* [Instructions for the task]
All lines below containing the string "leaf" are to be copied.

* [Given entries]

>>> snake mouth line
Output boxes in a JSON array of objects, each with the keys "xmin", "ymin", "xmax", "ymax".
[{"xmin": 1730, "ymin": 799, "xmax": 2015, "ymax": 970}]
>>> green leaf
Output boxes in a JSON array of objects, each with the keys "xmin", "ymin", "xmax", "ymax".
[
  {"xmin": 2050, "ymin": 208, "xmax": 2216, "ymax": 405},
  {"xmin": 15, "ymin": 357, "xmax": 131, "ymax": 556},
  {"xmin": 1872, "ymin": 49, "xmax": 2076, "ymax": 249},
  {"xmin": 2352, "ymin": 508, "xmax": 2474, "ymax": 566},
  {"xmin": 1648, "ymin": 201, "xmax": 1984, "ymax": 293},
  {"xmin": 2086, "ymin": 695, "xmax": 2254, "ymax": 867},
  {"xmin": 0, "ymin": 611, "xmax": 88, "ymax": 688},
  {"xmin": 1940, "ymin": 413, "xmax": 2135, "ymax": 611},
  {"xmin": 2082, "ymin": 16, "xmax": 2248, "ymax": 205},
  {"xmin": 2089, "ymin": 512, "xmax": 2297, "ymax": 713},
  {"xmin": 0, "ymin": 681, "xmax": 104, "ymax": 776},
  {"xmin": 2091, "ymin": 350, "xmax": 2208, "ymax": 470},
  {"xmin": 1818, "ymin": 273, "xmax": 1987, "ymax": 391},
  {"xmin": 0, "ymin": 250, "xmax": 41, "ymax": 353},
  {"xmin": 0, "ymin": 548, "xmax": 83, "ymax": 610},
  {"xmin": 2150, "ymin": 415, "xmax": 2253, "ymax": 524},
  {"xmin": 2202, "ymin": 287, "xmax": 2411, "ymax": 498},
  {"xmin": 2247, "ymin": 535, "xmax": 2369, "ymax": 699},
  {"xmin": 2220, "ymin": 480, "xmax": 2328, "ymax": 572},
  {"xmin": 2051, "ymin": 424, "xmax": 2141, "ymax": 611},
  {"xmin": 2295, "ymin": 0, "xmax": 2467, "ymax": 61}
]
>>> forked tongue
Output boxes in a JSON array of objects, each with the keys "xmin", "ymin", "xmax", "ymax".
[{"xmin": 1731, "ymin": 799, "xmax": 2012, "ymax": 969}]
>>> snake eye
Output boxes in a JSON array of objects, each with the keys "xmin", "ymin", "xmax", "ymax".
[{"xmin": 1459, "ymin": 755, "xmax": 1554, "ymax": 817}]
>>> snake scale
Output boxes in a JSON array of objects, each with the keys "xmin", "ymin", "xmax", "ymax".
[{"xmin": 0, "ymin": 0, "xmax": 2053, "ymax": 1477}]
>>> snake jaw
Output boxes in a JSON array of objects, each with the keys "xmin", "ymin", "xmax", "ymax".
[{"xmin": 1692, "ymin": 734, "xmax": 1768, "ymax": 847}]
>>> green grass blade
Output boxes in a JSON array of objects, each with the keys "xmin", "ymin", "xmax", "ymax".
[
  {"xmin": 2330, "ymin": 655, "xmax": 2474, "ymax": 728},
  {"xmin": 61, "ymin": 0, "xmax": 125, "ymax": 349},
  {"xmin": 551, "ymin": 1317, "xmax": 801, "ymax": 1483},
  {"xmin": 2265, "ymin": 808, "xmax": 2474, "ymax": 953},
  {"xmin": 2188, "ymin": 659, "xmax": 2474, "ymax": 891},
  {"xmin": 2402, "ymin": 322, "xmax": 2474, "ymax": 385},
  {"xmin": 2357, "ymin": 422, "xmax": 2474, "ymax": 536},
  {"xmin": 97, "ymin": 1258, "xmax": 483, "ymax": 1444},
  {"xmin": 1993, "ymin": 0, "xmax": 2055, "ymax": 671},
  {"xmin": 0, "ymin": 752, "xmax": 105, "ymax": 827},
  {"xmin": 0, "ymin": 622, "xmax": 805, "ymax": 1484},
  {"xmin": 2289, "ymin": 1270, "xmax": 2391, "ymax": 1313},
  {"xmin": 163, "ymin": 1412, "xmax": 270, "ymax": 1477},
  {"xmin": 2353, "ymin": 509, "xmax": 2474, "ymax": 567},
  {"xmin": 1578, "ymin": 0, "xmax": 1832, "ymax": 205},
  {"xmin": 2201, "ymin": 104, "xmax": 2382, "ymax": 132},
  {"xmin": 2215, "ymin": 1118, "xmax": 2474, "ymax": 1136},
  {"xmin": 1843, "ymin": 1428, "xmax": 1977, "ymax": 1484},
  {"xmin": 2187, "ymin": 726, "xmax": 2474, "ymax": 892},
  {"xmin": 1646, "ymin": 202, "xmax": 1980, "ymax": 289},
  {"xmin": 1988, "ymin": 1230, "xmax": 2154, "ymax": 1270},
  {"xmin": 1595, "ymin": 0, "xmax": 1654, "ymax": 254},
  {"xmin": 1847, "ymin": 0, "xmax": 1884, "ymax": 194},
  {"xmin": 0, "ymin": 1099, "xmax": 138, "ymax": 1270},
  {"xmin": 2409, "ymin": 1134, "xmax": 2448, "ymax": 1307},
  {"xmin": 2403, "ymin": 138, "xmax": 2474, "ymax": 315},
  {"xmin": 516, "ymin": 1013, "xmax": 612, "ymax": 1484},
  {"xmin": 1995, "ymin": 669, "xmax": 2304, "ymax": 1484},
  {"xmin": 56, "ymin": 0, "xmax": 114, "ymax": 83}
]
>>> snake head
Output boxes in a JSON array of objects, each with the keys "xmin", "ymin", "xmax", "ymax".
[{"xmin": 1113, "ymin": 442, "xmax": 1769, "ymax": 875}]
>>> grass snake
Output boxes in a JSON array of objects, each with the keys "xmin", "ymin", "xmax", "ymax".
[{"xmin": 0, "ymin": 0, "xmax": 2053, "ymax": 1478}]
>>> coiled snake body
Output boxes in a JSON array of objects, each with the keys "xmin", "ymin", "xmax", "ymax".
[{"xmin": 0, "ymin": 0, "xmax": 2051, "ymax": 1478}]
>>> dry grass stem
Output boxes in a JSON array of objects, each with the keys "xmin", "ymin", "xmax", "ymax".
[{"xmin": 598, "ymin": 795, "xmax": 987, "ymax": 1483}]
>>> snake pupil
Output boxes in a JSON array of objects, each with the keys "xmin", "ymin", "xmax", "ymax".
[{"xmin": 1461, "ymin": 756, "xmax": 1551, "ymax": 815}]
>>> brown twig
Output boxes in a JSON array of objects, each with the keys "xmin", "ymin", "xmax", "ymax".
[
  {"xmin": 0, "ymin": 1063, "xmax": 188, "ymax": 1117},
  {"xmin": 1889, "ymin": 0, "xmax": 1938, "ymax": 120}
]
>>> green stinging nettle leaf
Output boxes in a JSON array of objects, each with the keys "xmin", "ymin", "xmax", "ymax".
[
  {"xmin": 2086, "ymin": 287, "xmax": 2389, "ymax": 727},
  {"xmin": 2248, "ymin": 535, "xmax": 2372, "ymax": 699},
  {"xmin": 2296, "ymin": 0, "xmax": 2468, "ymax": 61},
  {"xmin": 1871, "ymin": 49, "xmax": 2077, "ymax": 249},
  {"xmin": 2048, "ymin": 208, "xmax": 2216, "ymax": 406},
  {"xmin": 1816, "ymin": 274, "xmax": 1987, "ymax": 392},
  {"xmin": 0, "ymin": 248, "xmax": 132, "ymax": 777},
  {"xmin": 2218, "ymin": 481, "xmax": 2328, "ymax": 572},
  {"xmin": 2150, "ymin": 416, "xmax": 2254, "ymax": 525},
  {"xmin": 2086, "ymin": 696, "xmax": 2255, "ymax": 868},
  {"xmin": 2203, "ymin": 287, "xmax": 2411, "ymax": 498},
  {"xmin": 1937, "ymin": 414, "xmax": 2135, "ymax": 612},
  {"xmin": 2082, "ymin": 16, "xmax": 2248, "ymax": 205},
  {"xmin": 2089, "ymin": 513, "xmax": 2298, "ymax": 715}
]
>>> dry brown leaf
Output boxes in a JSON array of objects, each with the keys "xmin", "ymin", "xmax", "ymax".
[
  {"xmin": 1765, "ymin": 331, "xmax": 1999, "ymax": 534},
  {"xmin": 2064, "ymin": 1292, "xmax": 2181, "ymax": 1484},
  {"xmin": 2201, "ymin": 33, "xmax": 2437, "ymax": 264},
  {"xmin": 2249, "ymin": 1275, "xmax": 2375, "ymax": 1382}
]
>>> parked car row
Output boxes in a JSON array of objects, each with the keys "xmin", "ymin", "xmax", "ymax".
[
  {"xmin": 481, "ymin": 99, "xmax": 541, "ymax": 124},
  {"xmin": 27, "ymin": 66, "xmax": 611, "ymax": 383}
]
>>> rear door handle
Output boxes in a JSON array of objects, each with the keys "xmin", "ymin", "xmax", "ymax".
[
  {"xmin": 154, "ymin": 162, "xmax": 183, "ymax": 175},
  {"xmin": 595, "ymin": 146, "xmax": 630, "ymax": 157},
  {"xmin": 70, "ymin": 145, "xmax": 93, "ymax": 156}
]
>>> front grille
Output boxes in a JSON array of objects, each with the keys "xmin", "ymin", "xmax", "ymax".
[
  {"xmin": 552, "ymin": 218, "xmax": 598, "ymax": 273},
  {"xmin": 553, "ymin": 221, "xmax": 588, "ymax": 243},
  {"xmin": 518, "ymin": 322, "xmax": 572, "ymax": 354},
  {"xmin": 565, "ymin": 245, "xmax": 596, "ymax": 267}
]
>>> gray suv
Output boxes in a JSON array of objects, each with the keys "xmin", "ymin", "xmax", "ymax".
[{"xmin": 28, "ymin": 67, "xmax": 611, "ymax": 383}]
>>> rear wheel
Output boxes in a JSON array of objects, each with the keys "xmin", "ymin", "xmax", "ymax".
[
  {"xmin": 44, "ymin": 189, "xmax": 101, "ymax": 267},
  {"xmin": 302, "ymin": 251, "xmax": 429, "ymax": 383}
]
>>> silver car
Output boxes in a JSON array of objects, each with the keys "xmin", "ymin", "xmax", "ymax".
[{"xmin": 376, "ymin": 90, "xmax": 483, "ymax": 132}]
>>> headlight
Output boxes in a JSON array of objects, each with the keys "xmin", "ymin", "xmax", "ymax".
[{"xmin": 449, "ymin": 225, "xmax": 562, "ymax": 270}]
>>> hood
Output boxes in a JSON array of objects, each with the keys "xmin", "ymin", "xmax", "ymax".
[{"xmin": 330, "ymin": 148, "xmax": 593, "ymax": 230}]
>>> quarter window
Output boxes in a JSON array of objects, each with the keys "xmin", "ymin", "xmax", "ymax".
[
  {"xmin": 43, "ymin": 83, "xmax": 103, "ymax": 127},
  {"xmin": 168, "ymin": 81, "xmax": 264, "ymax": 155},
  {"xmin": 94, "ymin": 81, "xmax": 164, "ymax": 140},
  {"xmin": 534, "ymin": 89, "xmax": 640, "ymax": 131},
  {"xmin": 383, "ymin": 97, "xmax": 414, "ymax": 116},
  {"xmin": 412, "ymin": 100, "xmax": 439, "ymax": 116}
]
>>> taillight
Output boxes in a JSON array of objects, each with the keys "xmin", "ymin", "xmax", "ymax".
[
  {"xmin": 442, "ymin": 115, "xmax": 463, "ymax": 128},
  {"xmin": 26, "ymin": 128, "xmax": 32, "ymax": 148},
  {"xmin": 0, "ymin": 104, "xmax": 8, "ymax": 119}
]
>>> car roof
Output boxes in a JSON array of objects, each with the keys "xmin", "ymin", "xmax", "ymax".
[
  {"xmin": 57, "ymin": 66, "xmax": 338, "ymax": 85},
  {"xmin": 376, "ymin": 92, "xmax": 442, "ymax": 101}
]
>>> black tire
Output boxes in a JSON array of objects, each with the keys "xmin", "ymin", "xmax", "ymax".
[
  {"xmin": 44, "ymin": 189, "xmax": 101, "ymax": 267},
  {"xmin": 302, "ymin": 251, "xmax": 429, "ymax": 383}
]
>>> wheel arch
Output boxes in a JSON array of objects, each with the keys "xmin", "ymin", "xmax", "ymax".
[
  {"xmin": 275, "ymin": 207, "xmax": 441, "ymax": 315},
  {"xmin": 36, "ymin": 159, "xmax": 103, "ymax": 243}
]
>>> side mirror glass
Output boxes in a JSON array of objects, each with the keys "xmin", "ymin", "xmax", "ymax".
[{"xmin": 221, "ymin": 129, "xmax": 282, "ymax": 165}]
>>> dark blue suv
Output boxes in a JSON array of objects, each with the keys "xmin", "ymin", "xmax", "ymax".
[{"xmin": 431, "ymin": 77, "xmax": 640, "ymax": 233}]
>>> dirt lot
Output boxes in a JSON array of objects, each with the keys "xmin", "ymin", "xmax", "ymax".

* [Solution to the problem]
>>> green leaf
>>> green stinging nettle leaf
>>> dry brown leaf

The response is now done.